* **Coordinate annotation records**:
start
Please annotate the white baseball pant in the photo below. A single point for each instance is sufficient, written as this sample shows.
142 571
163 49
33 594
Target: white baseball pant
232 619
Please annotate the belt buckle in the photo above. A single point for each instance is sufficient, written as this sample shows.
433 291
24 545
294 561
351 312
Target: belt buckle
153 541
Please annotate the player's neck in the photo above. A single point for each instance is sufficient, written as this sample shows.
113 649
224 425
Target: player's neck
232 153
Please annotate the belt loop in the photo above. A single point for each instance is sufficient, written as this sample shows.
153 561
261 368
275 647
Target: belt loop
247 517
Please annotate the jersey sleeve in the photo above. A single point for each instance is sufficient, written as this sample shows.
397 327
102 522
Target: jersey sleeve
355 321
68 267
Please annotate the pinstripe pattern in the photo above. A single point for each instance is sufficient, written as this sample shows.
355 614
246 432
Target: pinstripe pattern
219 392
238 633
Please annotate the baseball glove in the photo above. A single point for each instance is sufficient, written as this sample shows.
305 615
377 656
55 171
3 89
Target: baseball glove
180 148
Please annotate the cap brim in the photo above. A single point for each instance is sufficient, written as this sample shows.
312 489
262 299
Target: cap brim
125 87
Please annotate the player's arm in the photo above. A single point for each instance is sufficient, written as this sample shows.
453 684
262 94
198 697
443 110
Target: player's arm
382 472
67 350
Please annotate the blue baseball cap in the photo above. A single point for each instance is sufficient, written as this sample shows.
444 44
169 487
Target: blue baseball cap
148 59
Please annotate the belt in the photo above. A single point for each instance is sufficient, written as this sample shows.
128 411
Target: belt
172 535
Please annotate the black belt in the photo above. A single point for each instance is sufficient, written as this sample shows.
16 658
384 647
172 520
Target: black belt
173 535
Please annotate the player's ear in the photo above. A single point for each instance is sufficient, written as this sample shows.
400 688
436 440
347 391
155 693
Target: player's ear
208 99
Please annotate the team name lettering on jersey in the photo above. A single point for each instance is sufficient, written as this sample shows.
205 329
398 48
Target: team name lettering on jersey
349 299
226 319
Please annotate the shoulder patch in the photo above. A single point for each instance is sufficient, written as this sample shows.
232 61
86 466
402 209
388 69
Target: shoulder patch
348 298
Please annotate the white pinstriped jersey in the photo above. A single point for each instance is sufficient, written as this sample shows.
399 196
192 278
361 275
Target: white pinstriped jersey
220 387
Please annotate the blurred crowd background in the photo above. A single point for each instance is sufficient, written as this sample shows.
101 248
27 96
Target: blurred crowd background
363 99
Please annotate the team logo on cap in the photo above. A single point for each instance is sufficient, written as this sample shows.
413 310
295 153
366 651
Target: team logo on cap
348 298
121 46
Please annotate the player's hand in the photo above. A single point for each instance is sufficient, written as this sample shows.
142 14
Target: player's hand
end
Could you reproduce every line of the material above without any changes?

Please annotate the white baseball pant in the photo below. A single point for each instance is sufficient, written as this sample shows.
142 571
163 49
33 594
Target: white baseball pant
232 619
Please annotate the belt buckle in the photo above. A single point for each instance is sufficient, written as this sample shows.
433 291
24 545
294 561
351 312
Target: belt buckle
153 541
Please annotate the player's neck in the photo above. A single point for each instance is sufficient, written as this sample shows.
113 649
224 425
Target: player's neck
232 153
Please annotate the belt loop in the photo above. A single point for each instance is sufficient, written as this sample shows.
153 561
261 368
275 647
Target: belt loop
247 517
Please annotate the jersey sleeve in the photo above. A single point for each instance is sufficient, written as this sample shows.
397 327
102 522
Target: jersey sleeve
355 321
68 267
Please annotate the pinstripe pattern in the photo above. A single point for each instance is sufficient, written as this sample shows.
355 614
246 432
Target: pinstripe pattern
219 392
238 633
Please annotate the baseball glove in the photo above. A single point for each instance is sufficient, written as this sample shows.
305 615
377 656
55 171
3 89
Target: baseball glove
180 148
Please annotate the cap brim in the photo above. A single point for each instance is sufficient, written as this sample shows.
312 489
262 299
Target: cap brim
125 87
Please annotate the player's arm in the photo above. A single point for each instance is sufficient, written as this sample shows.
453 684
262 94
198 697
443 110
Target: player's arm
382 472
67 350
Please annotate the blue baseball cap in the photo above. A single point for each instance is sufficient, written as this sample shows.
444 44
169 487
Target: blue baseball cap
148 59
Please annotate the belt in the photo above. A single point for each instance is sufficient, written as this sample shows.
128 411
Target: belt
172 535
Please annotate the black belt in the photo above. A single point for each instance is sufficient, written as this sample shows.
16 658
384 647
172 520
Target: black belt
173 535
Please annotate the player's ear in the photo above. A single point for each instance is sufficient, written as this sample shows.
400 688
436 440
347 391
155 693
Target: player's ear
208 99
Please annotate the team name lettering on jersey in the photo above. A single point for each instance is sufficient, written as this sample shows.
205 329
398 48
Target: team name lettering on jersey
349 299
226 319
Please annotate the shoulder patch in the photo above. A single point for each instance is sufficient, written as this sample shows.
232 61
86 466
402 209
388 69
Target: shoulder patch
348 298
Please annotate the white pinstriped jersey in the photo above. A single point for each instance is sufficient, written as this sample shows.
399 196
192 278
361 275
Target: white pinstriped jersey
220 387
Please annotate the blurred crowd background in the photo above. A single point for each instance is sufficient, written as this sample shows.
101 248
27 96
Target: blurred crowd background
363 99
Please annotate the team logo on cap in the photo above. A single point for each instance is sufficient, written as this sample shows.
413 310
295 153
366 651
Target: team logo on cap
348 298
121 46
Please annotate the player's hand in the photo above. A single point for each instance is sufficient, written as this sample shows.
142 14
Target: player's hand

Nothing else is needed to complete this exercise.